■ GOAL
Reproduce only the part that opens with the line containing "# test: locate points for every instance of the outstretched" and closes with the line containing "(1093, 671)", changing every "gift bag" to "present bag" and leaving all else unaltered.

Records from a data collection
++++++

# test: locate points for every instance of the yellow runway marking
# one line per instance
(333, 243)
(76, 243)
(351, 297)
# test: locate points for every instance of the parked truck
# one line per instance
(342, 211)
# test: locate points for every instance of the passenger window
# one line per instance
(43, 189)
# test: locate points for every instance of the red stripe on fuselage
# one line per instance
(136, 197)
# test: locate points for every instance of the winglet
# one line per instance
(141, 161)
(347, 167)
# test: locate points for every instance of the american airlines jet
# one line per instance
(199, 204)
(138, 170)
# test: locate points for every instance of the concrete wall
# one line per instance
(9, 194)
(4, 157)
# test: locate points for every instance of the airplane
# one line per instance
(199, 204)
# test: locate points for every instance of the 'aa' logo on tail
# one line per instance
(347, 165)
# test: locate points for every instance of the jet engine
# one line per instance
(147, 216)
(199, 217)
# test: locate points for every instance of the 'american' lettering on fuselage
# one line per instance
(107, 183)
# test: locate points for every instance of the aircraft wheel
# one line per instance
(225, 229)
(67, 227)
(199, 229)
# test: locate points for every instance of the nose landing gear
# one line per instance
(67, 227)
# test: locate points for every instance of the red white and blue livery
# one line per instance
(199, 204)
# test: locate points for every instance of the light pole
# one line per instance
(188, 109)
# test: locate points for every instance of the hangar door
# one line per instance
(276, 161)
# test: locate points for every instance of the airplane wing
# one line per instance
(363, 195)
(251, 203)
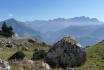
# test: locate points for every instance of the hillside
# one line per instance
(21, 29)
(95, 57)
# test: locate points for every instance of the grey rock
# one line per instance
(66, 53)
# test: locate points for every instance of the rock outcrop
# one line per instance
(66, 53)
(39, 54)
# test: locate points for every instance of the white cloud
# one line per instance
(10, 15)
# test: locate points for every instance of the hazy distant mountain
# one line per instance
(21, 28)
(60, 23)
(86, 30)
(86, 35)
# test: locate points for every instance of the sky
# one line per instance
(29, 10)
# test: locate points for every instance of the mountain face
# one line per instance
(86, 35)
(87, 31)
(61, 23)
(21, 29)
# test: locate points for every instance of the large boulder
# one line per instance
(19, 55)
(66, 53)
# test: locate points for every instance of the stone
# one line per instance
(39, 54)
(66, 53)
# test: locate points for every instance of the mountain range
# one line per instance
(87, 31)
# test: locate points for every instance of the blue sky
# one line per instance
(49, 9)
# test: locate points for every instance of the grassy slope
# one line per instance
(95, 56)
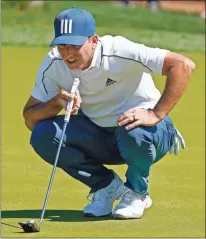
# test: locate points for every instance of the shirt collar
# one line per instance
(97, 58)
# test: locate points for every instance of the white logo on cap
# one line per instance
(65, 27)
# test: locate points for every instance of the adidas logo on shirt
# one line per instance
(109, 82)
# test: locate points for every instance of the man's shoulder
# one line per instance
(54, 54)
(119, 46)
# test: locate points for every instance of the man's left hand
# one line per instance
(136, 117)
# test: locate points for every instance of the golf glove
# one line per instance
(178, 141)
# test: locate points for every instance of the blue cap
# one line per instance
(73, 27)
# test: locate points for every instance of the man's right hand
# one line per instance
(63, 97)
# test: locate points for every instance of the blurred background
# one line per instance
(177, 183)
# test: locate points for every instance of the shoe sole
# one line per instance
(121, 217)
(92, 215)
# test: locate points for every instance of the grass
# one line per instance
(177, 183)
(181, 32)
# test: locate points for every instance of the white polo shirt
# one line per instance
(117, 80)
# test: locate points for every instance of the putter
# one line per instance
(31, 225)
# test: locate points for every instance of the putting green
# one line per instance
(177, 183)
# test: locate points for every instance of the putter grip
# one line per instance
(70, 103)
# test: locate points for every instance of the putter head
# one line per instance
(29, 226)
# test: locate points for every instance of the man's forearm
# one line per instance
(39, 112)
(176, 83)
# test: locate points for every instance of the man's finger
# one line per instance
(126, 120)
(133, 125)
(124, 116)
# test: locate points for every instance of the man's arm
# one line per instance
(178, 69)
(36, 110)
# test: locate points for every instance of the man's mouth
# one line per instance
(72, 61)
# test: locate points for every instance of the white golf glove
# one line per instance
(178, 141)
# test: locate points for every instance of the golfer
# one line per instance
(119, 116)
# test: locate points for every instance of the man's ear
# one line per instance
(94, 39)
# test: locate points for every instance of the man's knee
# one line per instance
(138, 135)
(136, 145)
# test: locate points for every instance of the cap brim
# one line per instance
(70, 40)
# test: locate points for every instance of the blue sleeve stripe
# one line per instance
(127, 59)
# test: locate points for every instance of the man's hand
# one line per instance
(136, 116)
(63, 97)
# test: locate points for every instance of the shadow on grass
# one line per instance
(52, 215)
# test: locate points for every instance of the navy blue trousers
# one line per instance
(87, 148)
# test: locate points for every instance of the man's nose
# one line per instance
(69, 50)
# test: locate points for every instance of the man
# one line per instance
(123, 118)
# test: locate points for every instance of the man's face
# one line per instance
(78, 57)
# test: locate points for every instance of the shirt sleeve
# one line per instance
(45, 87)
(150, 59)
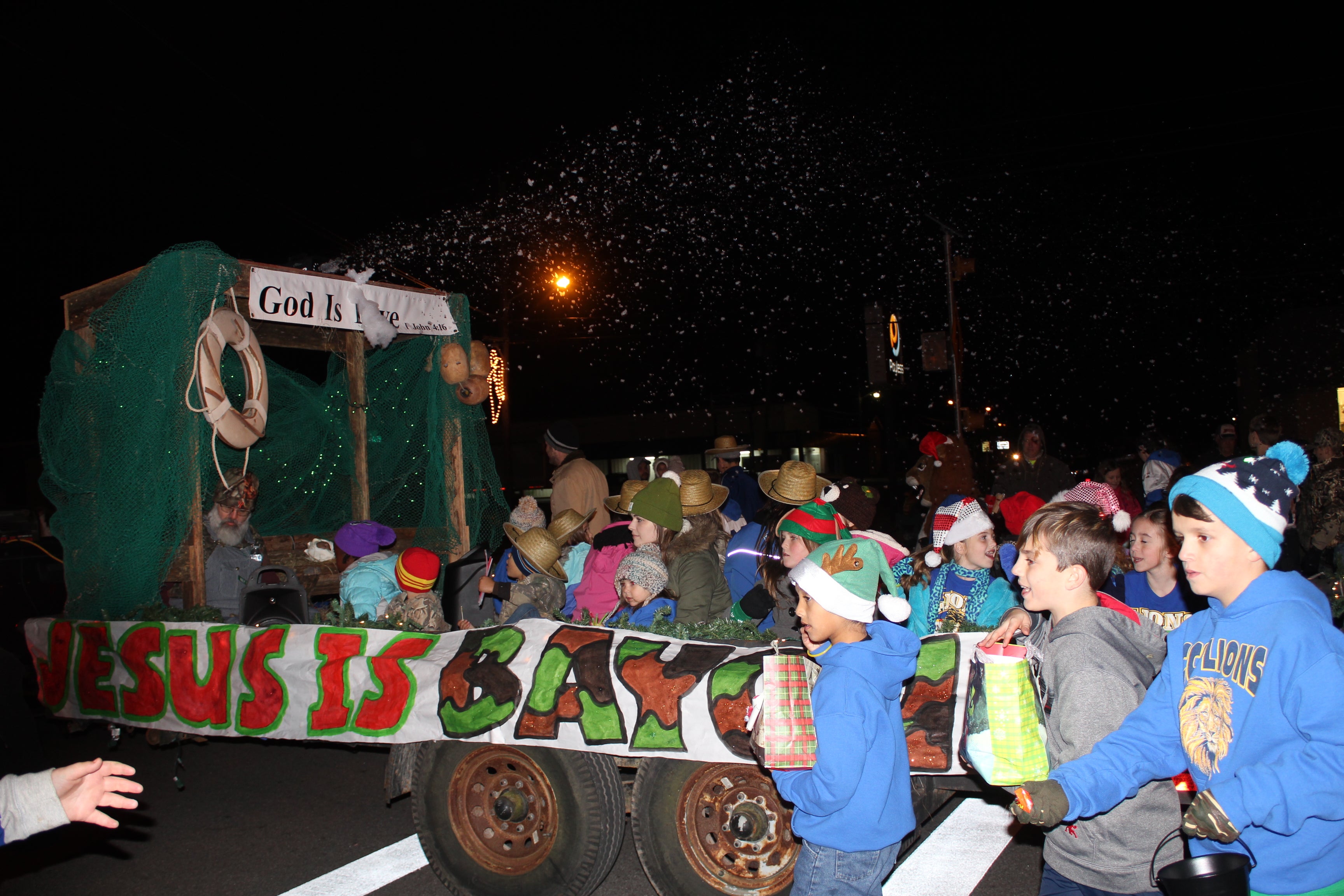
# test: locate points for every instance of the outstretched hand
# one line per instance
(1010, 625)
(85, 786)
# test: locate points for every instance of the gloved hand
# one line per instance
(1206, 819)
(1047, 804)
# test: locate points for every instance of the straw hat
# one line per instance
(621, 503)
(539, 549)
(568, 522)
(699, 495)
(726, 445)
(795, 483)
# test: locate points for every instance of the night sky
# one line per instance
(1144, 199)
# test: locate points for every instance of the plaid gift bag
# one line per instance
(784, 727)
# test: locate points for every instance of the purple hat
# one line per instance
(363, 538)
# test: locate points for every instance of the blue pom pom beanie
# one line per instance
(1253, 496)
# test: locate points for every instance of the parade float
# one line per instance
(523, 747)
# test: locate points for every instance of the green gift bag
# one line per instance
(1004, 734)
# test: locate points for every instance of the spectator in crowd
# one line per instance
(1160, 461)
(1225, 446)
(1321, 506)
(1267, 432)
(577, 484)
(1113, 475)
(1156, 585)
(46, 800)
(742, 487)
(1034, 471)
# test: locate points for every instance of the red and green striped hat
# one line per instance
(815, 522)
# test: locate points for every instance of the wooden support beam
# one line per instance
(194, 589)
(453, 483)
(82, 303)
(355, 345)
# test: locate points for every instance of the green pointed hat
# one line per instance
(843, 578)
(660, 502)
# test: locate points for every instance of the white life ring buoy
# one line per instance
(238, 429)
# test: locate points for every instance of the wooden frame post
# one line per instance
(456, 488)
(358, 424)
(194, 590)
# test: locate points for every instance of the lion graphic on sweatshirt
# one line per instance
(1206, 722)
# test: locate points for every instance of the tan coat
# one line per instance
(578, 485)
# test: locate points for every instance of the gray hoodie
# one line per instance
(1093, 671)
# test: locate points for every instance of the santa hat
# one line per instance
(956, 520)
(1102, 497)
(1253, 496)
(843, 578)
(929, 445)
(417, 570)
(1018, 508)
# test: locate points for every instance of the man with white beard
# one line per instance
(237, 550)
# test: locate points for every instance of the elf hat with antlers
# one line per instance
(843, 577)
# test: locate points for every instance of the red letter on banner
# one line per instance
(264, 709)
(331, 712)
(198, 702)
(54, 672)
(96, 695)
(388, 710)
(144, 702)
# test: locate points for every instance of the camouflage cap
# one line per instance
(237, 491)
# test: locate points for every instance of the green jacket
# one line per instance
(695, 576)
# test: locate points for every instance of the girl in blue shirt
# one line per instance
(952, 583)
(1156, 583)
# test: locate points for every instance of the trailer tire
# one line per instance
(566, 843)
(679, 810)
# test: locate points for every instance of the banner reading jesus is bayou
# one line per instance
(536, 683)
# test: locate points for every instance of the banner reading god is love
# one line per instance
(536, 683)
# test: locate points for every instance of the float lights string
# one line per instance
(495, 385)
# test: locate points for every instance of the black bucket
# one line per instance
(1211, 875)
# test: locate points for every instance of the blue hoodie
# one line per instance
(1248, 700)
(857, 798)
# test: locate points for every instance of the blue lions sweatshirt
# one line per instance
(1248, 700)
(857, 798)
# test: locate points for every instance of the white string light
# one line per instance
(495, 383)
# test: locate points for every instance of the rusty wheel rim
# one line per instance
(503, 810)
(736, 831)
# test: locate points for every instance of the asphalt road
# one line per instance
(264, 817)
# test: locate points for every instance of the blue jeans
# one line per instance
(1055, 884)
(822, 871)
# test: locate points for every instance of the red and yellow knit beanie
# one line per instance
(417, 570)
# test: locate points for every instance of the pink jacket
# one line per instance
(597, 589)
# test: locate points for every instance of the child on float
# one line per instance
(1097, 657)
(538, 588)
(693, 554)
(642, 579)
(526, 515)
(800, 532)
(1245, 700)
(1158, 588)
(952, 583)
(1107, 499)
(597, 593)
(569, 528)
(852, 808)
(757, 544)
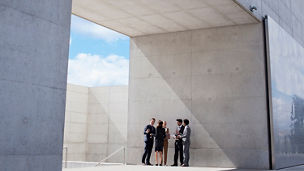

++++++

■ ANSWER
# test: locate points for every instance of the outstretched hand
# one line per instance
(1010, 625)
(85, 786)
# test: locate points for every instance of the gloved hand
# one line per instance
(1206, 819)
(1047, 804)
# test: locate points for every instance of the straw hat
# one line per instance
(621, 503)
(539, 549)
(568, 522)
(699, 495)
(726, 445)
(795, 483)
# test: locate points for every instance of the night sky
# one line per instance
(1144, 199)
# test: locate points for every instance of the plaid present bag
# one line per instance
(784, 727)
# test: locate points for every instance of the purple hat
# one line per instance
(363, 538)
# test: locate points for every instance of the blue pom pom beanie
# one line per instance
(1253, 496)
# test: locate points for every instance of the parade float
# one line per instance
(523, 747)
# test: locate points for every instance of the green present bag
# one line per instance
(1004, 734)
# test: locate points for every instance of the spectator in crowd
# one line per instance
(1160, 461)
(1225, 446)
(1321, 506)
(1267, 432)
(577, 484)
(1113, 475)
(1156, 585)
(46, 800)
(742, 487)
(1034, 471)
# test: locate points for every instance of the red and green striped hat
# one line per instance
(815, 522)
# test: locate points for every instance of the wooden support beam
# one line per instance
(194, 589)
(453, 483)
(82, 303)
(355, 345)
# test: locate points for every instance of the green pointed hat
# one line per instance
(843, 578)
(660, 502)
# test: locate points for every instance of the white life ring buoy
# one line per instance
(238, 429)
# test: locate points for every instance of the wooden frame post
# one line per instance
(456, 488)
(358, 424)
(194, 590)
# test: locate points for every instance of the lion graphic on sweatshirt
# one line per instance
(1206, 722)
# test: locate points for every instance of the tan coat
# one line per instance
(578, 485)
# test: locate points for every instance of the gray hoodie
# one line per instance
(1093, 671)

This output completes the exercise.